* _Objective_
Reproduce verbatim the stretch of the thread on polishing crank arms from "2. After polishing" through "(Jun 15, 2004)".

* _Document text_
====

# polishing crank arms



## CU155 (Mar 19, 2004)

I've got a pair of well used dura ace cranks on a race bike that I built up as my winter project. The rest of the bike looks pretty clean but the cranks are pitted with aluminum rust. It's sort of a pock mark effect. I know that I can't get all of the damage out but I was wondering what people do to clean/polish up their cranks. Thanks for any assistance.

Cheers,

Ben


----------



## ekdave (Sep 6, 2002)

*Any old metal polish cream or wadding*

You might want to think it over before you try this.

1. The dura ace cranks have a clear coating on them. I guess its a painted-on type of stuff or something. So when you polish with something, the polish will end up taking this protective coating off.

2. After polishing off the coating, you will find the arms buff out to a brilliant mirror shine. Start with a metal polish in a can. Some are liquids, some are like a cotton wadding type of junk.

3. Here's the part to think over.... Now they are mirror-like shiney and way cool looking. Trouble is, the protective coating is gone. Any sweat drops or road water lands on them and corrodes in hours. Leaving a yucky white corroded area.


----------



## brewster (Jun 15, 2004)

Once you polish, the coating is gone like he said. The good part is they look awesome....for a while. But oxidation forms and they look dull and milky looking. If you are willing to polish up with Mother's Billet aluminum polish about once a month, you can have cranks that look like chrome.


----------



## johndengler (Feb 1, 2005)

Check this out.

http://forums.roadbikereview.com/showthread.php?t=19274

It has some good info. and pictures on how to do such a thing. Also, it looks like you can use automotive laquer once you are done polishing to protect the parts.

-John


----------



## CU155 (Mar 19, 2004)

*thanks*

Thank you all for your input...anything's better than their current state. Now it's time to get out the polish.


----------



## neil0502 (Feb 11, 2005)

*But . . . but . .*



brewster said:


> Once you polish, the coating is gone like he said. The good part is they look awesome....for a while. But oxidation forms and they look dull and milky looking. If you are willing to polish up with Mother's Billet aluminum polish about once a month, you can have cranks that look like chrome.

====

* _Raw data_
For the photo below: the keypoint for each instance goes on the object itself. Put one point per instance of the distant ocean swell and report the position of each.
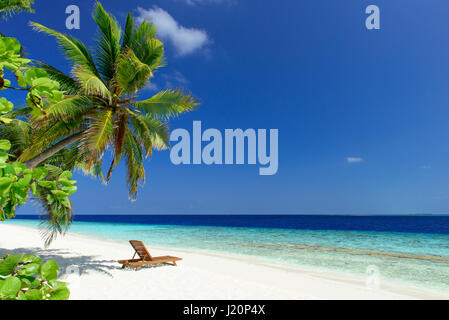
(419, 259)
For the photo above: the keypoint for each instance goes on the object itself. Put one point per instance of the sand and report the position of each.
(89, 264)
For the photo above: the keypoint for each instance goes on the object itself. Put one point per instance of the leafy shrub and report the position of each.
(24, 277)
(16, 180)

====

* _Solved problem_
2. After polishing off the coating, you will find the arms buff out to a brilliant mirror shine. Start with a metal polish in a can. Some are liquids, some are like a cotton wadding type of junk.

3. Here's the part to think over.... Now they are mirror-like shiney and way cool looking. Trouble is, the protective coating is gone. Any sweat drops or road water lands on them and corrodes in hours. Leaving a yucky white corroded area.


----------



## brewster (Jun 15, 2004)